* Your goal:
Reproduce the material below, swapping each occurrence of "mark a point" for "place a marker" and leaving every other character unchanged.

Records of labeled points
Start

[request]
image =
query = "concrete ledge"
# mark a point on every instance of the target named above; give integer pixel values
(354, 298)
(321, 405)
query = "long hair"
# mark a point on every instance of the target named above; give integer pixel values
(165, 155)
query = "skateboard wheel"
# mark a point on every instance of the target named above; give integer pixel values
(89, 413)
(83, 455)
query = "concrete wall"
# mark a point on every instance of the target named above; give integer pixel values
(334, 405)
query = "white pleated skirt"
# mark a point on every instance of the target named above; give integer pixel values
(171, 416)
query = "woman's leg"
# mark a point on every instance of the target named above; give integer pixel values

End

* Result below:
[request]
image =
query = "concrete ledge"
# place a marker on every instance of the target named above; give integer pixel values
(354, 298)
(321, 405)
query = "long hair"
# place a marker on every instance of the target named above; give integer pixel values
(165, 155)
query = "skateboard wheel"
# place a marker on every instance of the target named above; give integer pixel values
(89, 413)
(83, 455)
query = "concrete wall"
# place a marker on every instance of the target named above; give integer pixel values
(334, 405)
query = "white pleated skirt"
# place a marker on every instance of the target named above; give integer pixel values
(171, 416)
query = "woman's leg"
# place a marker on every instance of the target named above; give integer pixel values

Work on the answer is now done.